» Consigna dada 1
Según la charla sobre la educación de niñas refugiadas, ¿en qué lugar encontró Mary Maker seguridad y esperanza tras huir de Sudán del Sur?
» Consigna dada 2
Transcribe sin cambios el fragmento de la charla sobre la educación de niñas refugiadas que se abre con las palabras «Pero decidimos cómo» y se cierra con «el que nací.».
» Consigna dada 3
Escribe la continuación de la charla sobre la educación de niñas refugiadas a partir de su última frase.

» Documento
===
Charla «Por qué lucho por la educación de niñas refugiadas (como yo)» de TEDxKakumaCamp en español.

Tras huir siendo niña de Sudán del Sur, un país desgarrado por la guerra, Mary Maker encontró seguridad y esperanza en la escuela del campamento de refugiados de Kakuma, en Kenia. Ahora es profesora de niños refugiados y considera que la educación es una herramienta clave para reconstruir sus vidas y para empoderar a una generación de niñas, a quienes a menudo se les niega el acceso al aula. «Para un niño de la guerra, la educación puede transformar su llanto de pérdida en pasión por la paz», afirma Maker.

  • Autor/a de la charla: Mary Maker
  • Fecha de grabación: 2018-06-09
  • Fecha de publicación: 2018-08-15
  • Duración de «Por qué lucho por la educación de niñas refugiadas (como yo)»: 1007 segundos

 

Traducción de «Por qué lucho por la educación de niñas refugiadas (como yo)» en español.

No elegimos dónde nacemos.

No elegimos a nuestros padres.

Pero decidimos cómo vivir nuestras vidas.

Yo no decidí nacer en Sudán del Sur, un país con numerosos conflictos.

No elegí mi nombre, Nyiriak, que significa «guerra».

Siempre lo he rechazado así como todo el legado con el que nací.

Decidí llamarme Mary.

Como profesora, he estado frente a 120 estudiantes, así que este escenario no me intimida.
===
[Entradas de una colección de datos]

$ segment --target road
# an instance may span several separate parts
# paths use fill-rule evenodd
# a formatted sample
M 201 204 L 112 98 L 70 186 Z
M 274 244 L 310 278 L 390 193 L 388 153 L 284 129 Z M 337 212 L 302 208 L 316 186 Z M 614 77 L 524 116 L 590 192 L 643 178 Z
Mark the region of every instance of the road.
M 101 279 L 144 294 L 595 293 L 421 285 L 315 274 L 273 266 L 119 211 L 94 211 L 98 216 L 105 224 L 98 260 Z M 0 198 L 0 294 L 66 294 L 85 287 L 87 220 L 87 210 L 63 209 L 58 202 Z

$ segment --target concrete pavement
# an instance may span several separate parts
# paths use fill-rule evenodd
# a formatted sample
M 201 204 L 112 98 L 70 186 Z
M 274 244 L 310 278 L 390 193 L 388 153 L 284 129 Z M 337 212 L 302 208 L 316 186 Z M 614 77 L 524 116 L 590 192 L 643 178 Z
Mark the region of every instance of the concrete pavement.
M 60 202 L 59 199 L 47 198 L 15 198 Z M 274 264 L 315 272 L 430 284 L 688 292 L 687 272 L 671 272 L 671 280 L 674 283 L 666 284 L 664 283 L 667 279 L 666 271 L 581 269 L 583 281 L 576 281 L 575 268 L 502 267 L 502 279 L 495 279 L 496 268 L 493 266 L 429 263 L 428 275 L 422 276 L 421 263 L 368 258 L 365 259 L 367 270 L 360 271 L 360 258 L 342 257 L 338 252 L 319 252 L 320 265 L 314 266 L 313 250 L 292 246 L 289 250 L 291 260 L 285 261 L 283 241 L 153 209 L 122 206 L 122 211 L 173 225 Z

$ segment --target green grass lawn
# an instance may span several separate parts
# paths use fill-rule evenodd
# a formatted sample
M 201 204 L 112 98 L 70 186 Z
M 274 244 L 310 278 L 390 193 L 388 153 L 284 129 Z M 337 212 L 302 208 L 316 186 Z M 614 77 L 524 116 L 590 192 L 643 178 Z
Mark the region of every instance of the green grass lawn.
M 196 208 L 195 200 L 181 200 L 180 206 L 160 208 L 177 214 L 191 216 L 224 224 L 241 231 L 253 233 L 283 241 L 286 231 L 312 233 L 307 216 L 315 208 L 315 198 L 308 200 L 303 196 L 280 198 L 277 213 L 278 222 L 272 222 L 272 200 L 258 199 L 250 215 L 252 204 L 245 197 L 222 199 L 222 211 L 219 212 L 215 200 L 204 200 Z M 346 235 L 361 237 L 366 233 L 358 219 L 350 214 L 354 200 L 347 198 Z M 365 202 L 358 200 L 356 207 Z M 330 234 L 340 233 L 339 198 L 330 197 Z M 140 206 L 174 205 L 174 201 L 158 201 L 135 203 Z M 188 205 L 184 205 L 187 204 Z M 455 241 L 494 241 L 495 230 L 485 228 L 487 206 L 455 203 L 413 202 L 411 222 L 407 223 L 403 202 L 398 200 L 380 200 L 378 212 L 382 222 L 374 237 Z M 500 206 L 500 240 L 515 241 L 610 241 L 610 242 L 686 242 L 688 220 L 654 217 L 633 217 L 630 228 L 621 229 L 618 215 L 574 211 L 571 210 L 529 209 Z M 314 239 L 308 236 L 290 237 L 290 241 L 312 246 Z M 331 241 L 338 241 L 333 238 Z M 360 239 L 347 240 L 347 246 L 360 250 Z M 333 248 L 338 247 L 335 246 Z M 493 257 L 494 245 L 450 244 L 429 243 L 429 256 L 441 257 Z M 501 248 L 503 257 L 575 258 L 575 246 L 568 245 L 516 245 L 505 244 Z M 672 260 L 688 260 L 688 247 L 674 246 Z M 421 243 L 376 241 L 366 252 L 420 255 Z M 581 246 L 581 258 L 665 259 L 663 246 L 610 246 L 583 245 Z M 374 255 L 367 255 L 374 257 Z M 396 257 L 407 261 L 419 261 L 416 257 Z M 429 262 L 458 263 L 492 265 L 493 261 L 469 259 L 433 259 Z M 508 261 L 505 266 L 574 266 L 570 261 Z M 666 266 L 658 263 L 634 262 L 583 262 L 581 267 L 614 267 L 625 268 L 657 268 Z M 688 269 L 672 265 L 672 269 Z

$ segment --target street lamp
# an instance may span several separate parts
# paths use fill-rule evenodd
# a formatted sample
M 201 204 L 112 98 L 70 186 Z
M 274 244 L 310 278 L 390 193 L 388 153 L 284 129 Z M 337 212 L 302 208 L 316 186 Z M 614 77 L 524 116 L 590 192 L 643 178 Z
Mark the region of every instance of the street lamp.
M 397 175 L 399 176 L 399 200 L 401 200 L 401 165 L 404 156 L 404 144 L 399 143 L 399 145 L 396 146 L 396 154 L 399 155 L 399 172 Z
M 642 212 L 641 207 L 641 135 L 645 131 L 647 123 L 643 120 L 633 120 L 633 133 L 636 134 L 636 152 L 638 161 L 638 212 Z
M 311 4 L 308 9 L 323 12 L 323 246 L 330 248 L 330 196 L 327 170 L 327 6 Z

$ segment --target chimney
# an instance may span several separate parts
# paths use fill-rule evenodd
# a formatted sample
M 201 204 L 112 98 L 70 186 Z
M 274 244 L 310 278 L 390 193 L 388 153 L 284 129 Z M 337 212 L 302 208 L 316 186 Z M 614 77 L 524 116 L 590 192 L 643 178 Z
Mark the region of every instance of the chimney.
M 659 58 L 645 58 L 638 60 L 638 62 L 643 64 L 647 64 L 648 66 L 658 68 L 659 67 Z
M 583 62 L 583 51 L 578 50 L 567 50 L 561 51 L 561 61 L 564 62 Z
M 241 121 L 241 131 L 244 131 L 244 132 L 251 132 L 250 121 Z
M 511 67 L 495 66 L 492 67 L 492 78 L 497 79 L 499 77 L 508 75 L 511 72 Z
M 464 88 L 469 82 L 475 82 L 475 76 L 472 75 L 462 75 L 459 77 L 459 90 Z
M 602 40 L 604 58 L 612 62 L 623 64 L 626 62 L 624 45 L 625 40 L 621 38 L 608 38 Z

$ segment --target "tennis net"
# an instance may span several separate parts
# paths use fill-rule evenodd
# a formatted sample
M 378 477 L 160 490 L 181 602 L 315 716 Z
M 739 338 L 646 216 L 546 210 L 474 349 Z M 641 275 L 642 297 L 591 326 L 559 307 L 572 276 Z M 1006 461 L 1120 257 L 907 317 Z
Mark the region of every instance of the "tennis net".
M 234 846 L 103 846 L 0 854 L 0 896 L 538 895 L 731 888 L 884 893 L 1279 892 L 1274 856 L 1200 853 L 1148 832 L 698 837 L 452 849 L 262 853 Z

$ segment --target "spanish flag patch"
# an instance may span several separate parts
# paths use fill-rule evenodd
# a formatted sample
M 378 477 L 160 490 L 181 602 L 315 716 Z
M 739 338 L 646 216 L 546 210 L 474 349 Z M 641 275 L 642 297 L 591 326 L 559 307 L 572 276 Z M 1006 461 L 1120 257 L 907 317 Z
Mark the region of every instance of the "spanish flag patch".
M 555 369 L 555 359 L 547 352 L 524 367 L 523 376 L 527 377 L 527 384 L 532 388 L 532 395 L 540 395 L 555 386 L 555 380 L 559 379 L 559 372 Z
===
» Respuesta correcta 1
En la escuela del campamento de refugiados de Kakuma, en Kenia.

» Respuesta correcta 2
Pero decidimos cómo vivir nuestras vidas.

Yo no decidí nacer en Sudán del Sur, un país con numerosos conflictos.

No elegí mi nombre, Nyiriak, que significa «guerra».

Siempre lo he rechazado así como todo el legado con el que nací.

» Respuesta correcta 3
Mis alumnos proceden de países desgarrados por la guerra.

Son muy diferentes entre ellos, pero todos tienen algo en común: huyeron de sus hogares para permanecer con vida.

Algunos de ellos provienen de padres que están en Sudán del Sur, matándose unos a otros porque pertenecen a tribus diferentes o tienen creencias distintas.

Los demás proceden de otros países africanos devastados por la guerra.

Pero cuando entran en mi aula, hacen amigos, caminan juntos a casa, hacen los deberes juntos.

El odio no se permite en mi clase.

Mi historia es como la de muchos otros refugiados.

La guerra empezó cuando yo todavía era bebé.

Y mi padre, quien estuvo ausente la mayor parte de mi infancia, hacía lo que los demás hombres hacían: luchar por el país.

Tenía dos esposas y muchos hijos.

Mi madre era su segunda esposa; se casó con él a los 16 años.

Fue así simplemente porque mi madre era de origen pobre y no tuvo elección.

Mi padre, por otro lado, era rico.

Poseía muchas vacas.

Los balazos estaban a la orden del día.

Mi comunidad era atacada constantemente.

Las comunidades luchaban entre sí aun cuando sacaban agua del Nilo.

Pero eso no era todo.

Los aviones lanzaban terribles bombas de rebote que amputaban los miembros de la gente.

Pero lo más aterrador para cualquier padre era ver a sus hijos ser secuestrados y convertidos en jóvenes soldados.

Mi madre cavó una trinchera que pronto se convirtió en nuestro hogar.

Pero aún así, no nos sentíamos protegidos.

Tuvo que huir en busca de un lugar seguro para nosotros.

Yo tenía cuatro años y mi hermana menor, dos.

Nos unimos a una muchedumbre y juntos anduvimos durante muchos días agonizantes en busca de un lugar seguro.

Pero apenas podíamos descansar antes de ser atacados de nuevo.

Recuerdo que mi madre estaba embarazada y que nos cargaba a mi hermana y a mí por turnos.

Finalmente logramos cruzar la frontera con Kenia.

Fue el viaje más largo que he hecho en mi vida.

Tenía los pies en carne viva por las ampollas.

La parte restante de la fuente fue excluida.